**Work instruction**
From the line containing "[tag] gray baseball" to the line containing "[tag] white upper" in the entries below, reproduce every line exactly, ends included. Nothing else belongs in the copy, and no pictures.

···

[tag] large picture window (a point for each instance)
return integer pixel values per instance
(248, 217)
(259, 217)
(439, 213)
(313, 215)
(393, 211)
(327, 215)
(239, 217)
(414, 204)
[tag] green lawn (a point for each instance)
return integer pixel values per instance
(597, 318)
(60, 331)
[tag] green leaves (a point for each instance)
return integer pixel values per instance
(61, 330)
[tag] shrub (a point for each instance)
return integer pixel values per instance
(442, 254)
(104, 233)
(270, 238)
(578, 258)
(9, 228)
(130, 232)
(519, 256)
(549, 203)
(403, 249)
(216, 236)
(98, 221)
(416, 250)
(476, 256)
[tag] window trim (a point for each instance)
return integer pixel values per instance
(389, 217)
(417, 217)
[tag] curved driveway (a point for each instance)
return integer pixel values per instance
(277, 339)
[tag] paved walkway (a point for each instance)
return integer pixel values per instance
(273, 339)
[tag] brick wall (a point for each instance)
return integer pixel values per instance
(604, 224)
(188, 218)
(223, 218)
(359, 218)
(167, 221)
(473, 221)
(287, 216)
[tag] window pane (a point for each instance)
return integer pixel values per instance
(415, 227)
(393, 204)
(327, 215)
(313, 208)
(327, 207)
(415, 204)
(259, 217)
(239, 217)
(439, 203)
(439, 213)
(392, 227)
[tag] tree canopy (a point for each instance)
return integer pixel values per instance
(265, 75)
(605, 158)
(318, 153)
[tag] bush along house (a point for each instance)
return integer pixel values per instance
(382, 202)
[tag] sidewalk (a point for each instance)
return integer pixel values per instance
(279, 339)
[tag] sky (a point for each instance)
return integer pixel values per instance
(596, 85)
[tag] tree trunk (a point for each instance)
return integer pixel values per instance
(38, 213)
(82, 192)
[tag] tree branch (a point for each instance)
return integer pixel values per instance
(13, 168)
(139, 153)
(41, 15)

···

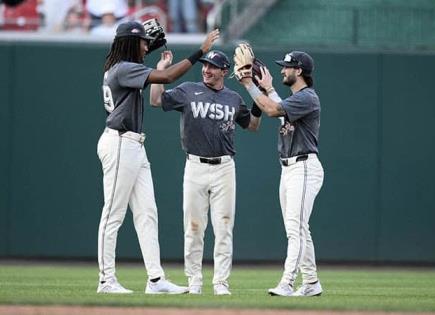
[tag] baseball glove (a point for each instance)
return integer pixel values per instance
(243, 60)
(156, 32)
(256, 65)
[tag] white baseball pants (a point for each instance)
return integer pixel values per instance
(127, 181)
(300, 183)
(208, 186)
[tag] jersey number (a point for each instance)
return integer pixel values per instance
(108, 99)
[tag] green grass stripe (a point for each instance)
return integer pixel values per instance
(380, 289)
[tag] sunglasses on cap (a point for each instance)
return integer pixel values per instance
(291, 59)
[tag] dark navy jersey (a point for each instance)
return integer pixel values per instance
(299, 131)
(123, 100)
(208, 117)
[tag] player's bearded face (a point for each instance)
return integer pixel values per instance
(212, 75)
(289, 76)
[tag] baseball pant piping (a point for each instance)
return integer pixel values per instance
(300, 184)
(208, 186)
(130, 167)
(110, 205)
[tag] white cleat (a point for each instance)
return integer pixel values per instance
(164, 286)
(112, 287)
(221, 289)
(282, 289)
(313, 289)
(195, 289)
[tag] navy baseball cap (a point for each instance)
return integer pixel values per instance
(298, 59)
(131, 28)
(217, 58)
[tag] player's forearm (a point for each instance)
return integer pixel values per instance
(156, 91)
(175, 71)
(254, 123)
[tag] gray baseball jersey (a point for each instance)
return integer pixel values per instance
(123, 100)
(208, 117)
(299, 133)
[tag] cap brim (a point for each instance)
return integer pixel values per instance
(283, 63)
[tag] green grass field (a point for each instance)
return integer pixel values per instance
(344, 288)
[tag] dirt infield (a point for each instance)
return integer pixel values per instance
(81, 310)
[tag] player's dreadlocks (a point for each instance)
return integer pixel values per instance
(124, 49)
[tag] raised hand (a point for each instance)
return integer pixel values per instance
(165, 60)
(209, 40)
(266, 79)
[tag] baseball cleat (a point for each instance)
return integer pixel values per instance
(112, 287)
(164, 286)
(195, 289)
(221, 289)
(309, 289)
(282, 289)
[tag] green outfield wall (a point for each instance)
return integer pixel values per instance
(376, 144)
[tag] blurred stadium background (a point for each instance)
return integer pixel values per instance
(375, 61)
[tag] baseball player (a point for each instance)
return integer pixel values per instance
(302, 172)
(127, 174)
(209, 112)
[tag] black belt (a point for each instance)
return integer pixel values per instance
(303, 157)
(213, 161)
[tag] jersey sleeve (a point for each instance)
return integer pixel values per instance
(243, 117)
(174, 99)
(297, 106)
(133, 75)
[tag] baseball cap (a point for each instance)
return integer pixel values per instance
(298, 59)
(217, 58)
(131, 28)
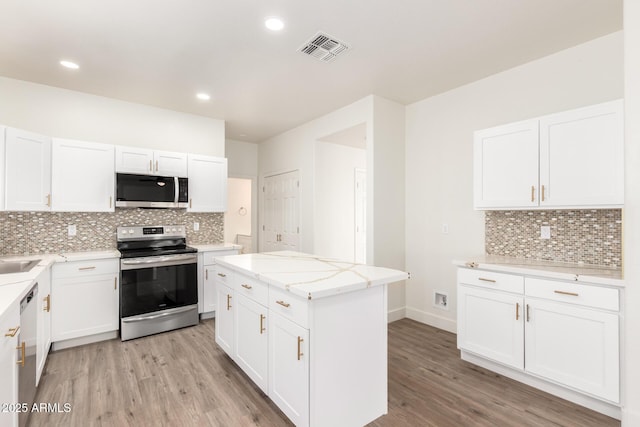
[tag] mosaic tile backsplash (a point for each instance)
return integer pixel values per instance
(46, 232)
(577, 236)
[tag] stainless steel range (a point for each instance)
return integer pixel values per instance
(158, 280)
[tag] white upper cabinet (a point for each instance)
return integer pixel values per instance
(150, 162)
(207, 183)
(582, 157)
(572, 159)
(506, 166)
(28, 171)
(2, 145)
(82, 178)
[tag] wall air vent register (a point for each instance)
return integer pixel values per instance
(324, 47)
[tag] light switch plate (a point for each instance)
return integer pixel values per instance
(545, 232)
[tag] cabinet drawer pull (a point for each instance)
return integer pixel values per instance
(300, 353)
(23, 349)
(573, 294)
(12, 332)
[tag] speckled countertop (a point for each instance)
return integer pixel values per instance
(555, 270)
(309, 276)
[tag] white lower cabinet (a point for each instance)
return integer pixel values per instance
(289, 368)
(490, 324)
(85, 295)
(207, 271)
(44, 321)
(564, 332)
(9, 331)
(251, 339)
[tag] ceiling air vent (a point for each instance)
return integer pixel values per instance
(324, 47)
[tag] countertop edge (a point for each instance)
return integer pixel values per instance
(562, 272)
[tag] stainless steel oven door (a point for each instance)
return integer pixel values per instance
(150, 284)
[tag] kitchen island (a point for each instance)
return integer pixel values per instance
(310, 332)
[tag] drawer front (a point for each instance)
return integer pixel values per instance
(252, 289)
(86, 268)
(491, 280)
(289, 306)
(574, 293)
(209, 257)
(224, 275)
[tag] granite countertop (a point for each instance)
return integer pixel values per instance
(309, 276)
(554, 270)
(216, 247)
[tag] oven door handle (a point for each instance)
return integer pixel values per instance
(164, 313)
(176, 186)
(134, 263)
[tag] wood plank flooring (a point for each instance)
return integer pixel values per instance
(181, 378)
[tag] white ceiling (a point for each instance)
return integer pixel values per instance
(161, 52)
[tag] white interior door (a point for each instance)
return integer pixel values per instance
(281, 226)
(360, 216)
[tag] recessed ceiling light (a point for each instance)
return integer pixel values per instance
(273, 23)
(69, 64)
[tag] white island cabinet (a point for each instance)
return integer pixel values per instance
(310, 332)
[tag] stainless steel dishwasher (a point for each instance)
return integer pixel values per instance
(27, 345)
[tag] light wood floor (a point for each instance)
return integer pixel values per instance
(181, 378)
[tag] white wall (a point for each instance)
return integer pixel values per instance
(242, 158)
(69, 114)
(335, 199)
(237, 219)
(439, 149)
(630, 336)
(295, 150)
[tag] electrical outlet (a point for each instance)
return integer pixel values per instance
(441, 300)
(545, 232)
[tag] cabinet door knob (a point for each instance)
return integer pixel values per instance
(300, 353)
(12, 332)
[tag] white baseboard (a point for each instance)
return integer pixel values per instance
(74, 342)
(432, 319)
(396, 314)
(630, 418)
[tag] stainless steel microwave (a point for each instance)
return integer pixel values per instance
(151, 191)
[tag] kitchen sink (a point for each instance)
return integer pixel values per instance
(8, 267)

···

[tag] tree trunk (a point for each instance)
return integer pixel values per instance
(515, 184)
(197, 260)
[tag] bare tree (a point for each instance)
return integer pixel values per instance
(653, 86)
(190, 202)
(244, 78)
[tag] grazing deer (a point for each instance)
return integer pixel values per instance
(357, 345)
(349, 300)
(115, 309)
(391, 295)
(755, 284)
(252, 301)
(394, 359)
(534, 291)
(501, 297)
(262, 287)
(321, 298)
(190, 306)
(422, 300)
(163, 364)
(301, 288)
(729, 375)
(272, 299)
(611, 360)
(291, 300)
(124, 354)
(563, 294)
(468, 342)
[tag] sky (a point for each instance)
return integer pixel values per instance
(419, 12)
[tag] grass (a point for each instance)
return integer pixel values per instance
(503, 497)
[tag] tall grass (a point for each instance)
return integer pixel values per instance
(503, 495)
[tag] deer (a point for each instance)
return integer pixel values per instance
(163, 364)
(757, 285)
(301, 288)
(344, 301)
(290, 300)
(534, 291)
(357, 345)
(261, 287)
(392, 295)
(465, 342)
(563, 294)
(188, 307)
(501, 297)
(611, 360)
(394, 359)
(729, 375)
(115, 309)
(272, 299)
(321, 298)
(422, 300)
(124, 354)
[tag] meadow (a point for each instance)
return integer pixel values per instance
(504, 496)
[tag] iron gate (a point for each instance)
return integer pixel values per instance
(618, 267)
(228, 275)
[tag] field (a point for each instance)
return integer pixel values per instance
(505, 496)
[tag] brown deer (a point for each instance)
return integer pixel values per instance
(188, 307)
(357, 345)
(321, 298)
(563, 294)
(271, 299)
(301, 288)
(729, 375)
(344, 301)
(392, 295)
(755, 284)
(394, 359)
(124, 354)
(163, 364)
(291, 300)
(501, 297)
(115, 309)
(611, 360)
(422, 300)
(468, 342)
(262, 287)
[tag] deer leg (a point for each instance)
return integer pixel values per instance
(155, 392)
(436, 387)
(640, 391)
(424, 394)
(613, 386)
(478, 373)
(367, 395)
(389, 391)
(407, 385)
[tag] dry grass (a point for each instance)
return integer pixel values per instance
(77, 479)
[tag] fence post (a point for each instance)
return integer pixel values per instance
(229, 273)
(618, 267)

···

**Result of this task**
[tag] gray baseball jersey (a point for each instance)
return integer pixel values per instance
(123, 100)
(208, 117)
(299, 133)
[tag] cap brim (a point for each instance)
return integer pixel values per instance
(283, 63)
[tag] green grass field (a point for each instance)
return integer pixel values per instance
(344, 288)
[tag] dirt infield (a point for each instance)
return integer pixel values per instance
(81, 310)
[tag] player's dreadlocks (a point for each instance)
return integer pixel values per instance
(124, 49)
[tag] raised hand (a point for each instance)
return integer pixel values per instance
(165, 60)
(209, 40)
(266, 79)
[tag] baseball cleat (a point for each instance)
return integer pixel values per instance
(112, 287)
(164, 286)
(195, 289)
(221, 289)
(309, 289)
(282, 289)
[tag] green outfield wall (a point for each instance)
return integer pixel values per instance
(376, 144)
[tag] blurred stadium background (a point for each instance)
return integer pixel values per instance
(375, 61)
[tag] baseball player (a point for each instance)
return integer pixel values per instance
(302, 172)
(127, 174)
(209, 112)
[tag] black belt (a point for each instance)
return integer pixel values per instance
(303, 157)
(213, 161)
[tag] jersey sleeve (a point for each instance)
return integer pixel values per instance
(243, 117)
(174, 99)
(297, 106)
(133, 75)
[tag] baseball cap (a point for each instance)
return integer pixel values per instance
(298, 59)
(217, 58)
(131, 28)
[tag] mosaic tile backsplash (a point for each instance)
return integer pixel values per instance
(46, 232)
(577, 236)
[tag] stainless steel range (a point for each instance)
return integer pixel values per instance
(158, 280)
[tag] white upper cabinet (a point for each instance)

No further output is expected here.